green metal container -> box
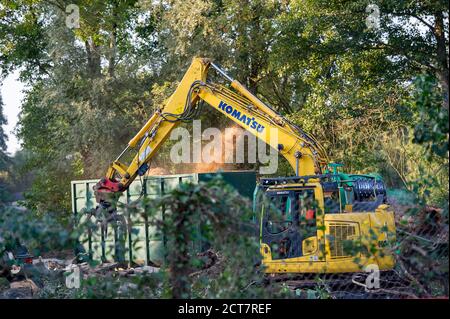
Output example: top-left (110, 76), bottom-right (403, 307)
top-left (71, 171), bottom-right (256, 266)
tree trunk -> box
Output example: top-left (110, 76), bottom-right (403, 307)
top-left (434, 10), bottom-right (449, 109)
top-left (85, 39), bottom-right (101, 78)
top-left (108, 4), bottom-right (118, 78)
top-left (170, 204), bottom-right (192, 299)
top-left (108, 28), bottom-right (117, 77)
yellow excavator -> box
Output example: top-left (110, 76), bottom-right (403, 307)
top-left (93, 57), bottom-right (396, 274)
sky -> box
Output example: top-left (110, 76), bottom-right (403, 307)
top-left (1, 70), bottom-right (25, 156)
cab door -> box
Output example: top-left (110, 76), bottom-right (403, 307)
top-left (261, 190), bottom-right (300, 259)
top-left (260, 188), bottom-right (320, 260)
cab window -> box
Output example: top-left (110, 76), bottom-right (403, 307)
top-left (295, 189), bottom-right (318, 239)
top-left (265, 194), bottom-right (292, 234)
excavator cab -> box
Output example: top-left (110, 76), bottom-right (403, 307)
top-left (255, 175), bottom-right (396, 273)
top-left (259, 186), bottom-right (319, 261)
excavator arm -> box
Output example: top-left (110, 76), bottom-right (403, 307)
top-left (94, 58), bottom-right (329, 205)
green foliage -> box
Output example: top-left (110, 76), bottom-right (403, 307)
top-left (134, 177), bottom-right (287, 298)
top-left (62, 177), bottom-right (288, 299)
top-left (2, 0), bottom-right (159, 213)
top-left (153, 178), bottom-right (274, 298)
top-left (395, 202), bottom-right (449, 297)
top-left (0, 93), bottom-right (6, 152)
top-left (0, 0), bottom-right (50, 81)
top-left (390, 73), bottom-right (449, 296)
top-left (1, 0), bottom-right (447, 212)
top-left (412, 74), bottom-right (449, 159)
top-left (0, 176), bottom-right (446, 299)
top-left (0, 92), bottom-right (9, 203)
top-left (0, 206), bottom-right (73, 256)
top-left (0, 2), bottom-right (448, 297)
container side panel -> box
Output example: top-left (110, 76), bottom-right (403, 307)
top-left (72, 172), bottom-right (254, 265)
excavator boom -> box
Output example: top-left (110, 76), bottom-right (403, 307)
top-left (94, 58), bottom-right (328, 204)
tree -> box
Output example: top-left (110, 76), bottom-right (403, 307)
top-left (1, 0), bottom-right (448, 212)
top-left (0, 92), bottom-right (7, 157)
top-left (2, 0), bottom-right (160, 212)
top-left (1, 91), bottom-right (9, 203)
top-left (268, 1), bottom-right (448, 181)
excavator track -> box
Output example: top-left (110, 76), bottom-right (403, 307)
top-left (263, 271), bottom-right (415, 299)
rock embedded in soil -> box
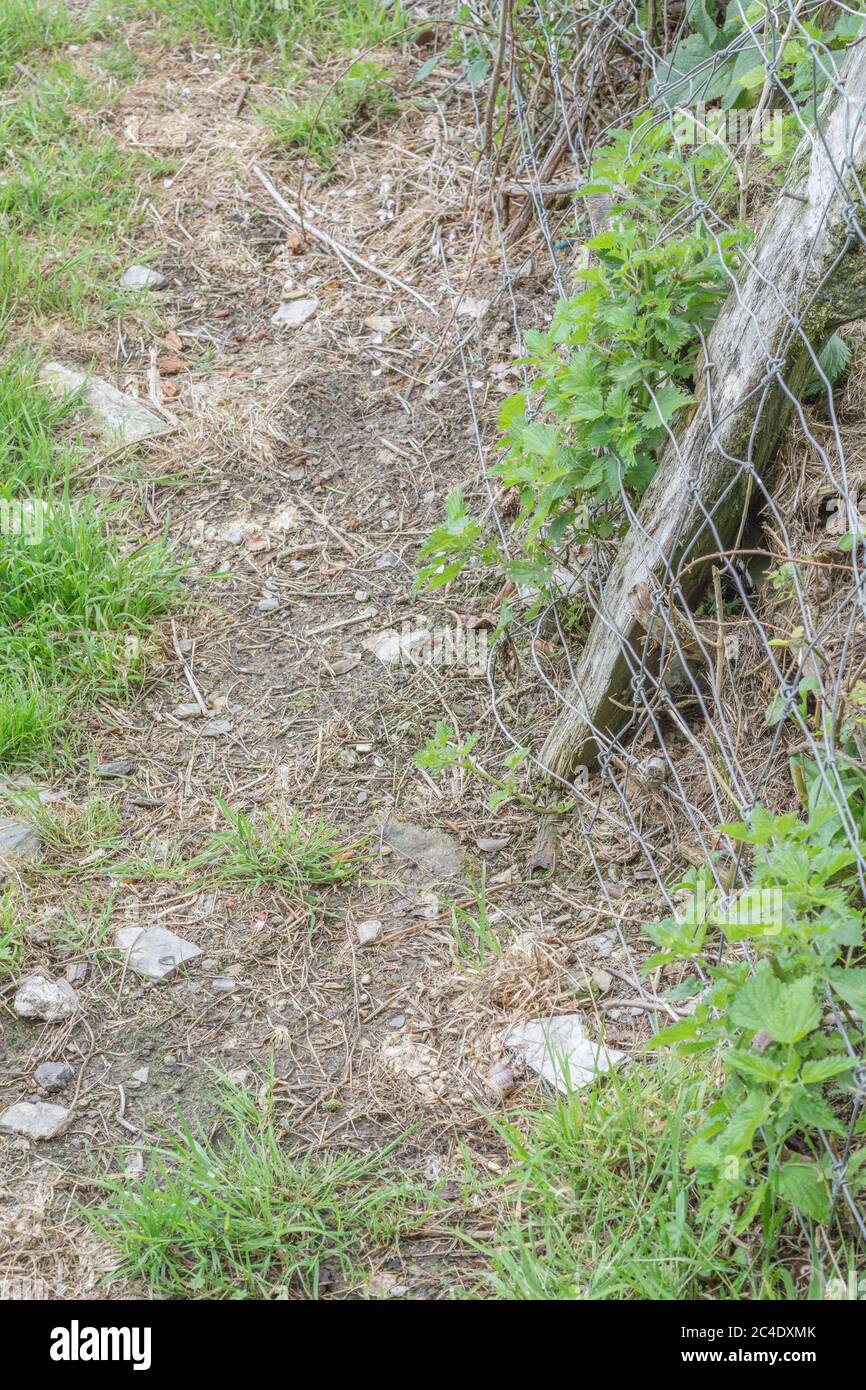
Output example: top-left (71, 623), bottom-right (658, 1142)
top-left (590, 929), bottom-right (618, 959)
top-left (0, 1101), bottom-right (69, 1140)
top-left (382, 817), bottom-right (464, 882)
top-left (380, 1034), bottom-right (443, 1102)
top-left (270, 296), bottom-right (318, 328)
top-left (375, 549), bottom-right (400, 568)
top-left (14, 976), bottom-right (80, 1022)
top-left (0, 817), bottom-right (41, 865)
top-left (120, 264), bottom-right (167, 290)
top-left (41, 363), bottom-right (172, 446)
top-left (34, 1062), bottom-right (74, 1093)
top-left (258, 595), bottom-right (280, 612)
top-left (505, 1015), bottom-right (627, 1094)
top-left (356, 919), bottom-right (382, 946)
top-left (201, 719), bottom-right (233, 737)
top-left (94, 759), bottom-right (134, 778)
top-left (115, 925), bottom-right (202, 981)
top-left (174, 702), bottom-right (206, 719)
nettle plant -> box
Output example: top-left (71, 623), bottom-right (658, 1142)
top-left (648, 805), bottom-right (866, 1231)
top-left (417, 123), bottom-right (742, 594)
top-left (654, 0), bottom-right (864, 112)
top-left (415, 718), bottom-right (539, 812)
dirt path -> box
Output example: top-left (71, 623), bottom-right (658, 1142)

## Required work
The whole listing above, line by line, needs to be copied exactly, except for any images.

## Answer to the exercise
green metal container -> box
Output example: top-left (110, 76), bottom-right (403, 307)
top-left (71, 171), bottom-right (256, 266)
tree trunk -> box
Output example: top-left (110, 76), bottom-right (403, 307)
top-left (434, 10), bottom-right (449, 109)
top-left (85, 39), bottom-right (101, 78)
top-left (108, 4), bottom-right (118, 78)
top-left (170, 204), bottom-right (192, 299)
top-left (108, 28), bottom-right (117, 77)
yellow excavator -> box
Output example: top-left (110, 76), bottom-right (403, 307)
top-left (93, 57), bottom-right (396, 274)
sky -> box
Output example: top-left (110, 76), bottom-right (403, 307)
top-left (1, 70), bottom-right (25, 156)
cab door -> box
Output example: top-left (110, 76), bottom-right (403, 307)
top-left (261, 190), bottom-right (300, 259)
top-left (260, 188), bottom-right (320, 260)
cab window -> box
Output example: top-left (110, 76), bottom-right (403, 307)
top-left (295, 189), bottom-right (318, 239)
top-left (265, 194), bottom-right (292, 234)
excavator cab -> box
Output example: top-left (110, 76), bottom-right (403, 307)
top-left (255, 175), bottom-right (396, 273)
top-left (259, 186), bottom-right (319, 261)
excavator arm -> box
Output example: top-left (110, 76), bottom-right (403, 307)
top-left (94, 58), bottom-right (329, 205)
green foliage -> box
Output example: top-left (110, 76), bottom-right (403, 307)
top-left (134, 177), bottom-right (287, 298)
top-left (62, 177), bottom-right (288, 299)
top-left (2, 0), bottom-right (159, 213)
top-left (153, 178), bottom-right (274, 298)
top-left (395, 202), bottom-right (449, 297)
top-left (0, 93), bottom-right (6, 152)
top-left (0, 0), bottom-right (50, 81)
top-left (390, 73), bottom-right (449, 296)
top-left (1, 0), bottom-right (447, 212)
top-left (412, 74), bottom-right (449, 159)
top-left (0, 176), bottom-right (446, 299)
top-left (0, 92), bottom-right (9, 203)
top-left (0, 206), bottom-right (73, 256)
top-left (0, 2), bottom-right (448, 297)
container side panel -> box
Output example: top-left (110, 76), bottom-right (403, 307)
top-left (72, 172), bottom-right (254, 265)
excavator boom -> box
Output example: top-left (110, 76), bottom-right (403, 307)
top-left (94, 58), bottom-right (328, 204)
tree -> box
Output example: top-left (110, 76), bottom-right (403, 307)
top-left (1, 0), bottom-right (448, 212)
top-left (0, 92), bottom-right (7, 157)
top-left (2, 0), bottom-right (160, 212)
top-left (1, 91), bottom-right (9, 203)
top-left (268, 1), bottom-right (448, 181)
excavator track -> box
Output example: top-left (110, 76), bottom-right (403, 307)
top-left (263, 271), bottom-right (415, 299)
rock embedded in soil -> box
Output example: top-left (71, 623), bottom-right (658, 1142)
top-left (590, 929), bottom-right (618, 959)
top-left (0, 1101), bottom-right (69, 1140)
top-left (382, 817), bottom-right (464, 882)
top-left (380, 1034), bottom-right (443, 1102)
top-left (270, 296), bottom-right (318, 328)
top-left (375, 549), bottom-right (400, 568)
top-left (14, 976), bottom-right (80, 1022)
top-left (0, 817), bottom-right (41, 865)
top-left (120, 264), bottom-right (167, 290)
top-left (41, 363), bottom-right (172, 446)
top-left (34, 1062), bottom-right (74, 1093)
top-left (258, 595), bottom-right (280, 612)
top-left (505, 1015), bottom-right (627, 1094)
top-left (356, 919), bottom-right (382, 946)
top-left (201, 719), bottom-right (233, 737)
top-left (94, 759), bottom-right (134, 778)
top-left (115, 925), bottom-right (202, 981)
top-left (174, 702), bottom-right (206, 719)
nettle plant -> box
Output example: top-left (71, 623), bottom-right (658, 1142)
top-left (648, 805), bottom-right (866, 1231)
top-left (417, 123), bottom-right (742, 594)
top-left (654, 0), bottom-right (864, 112)
top-left (415, 718), bottom-right (539, 812)
dirt path -> box
Output example: top-left (71, 623), bottom-right (658, 1142)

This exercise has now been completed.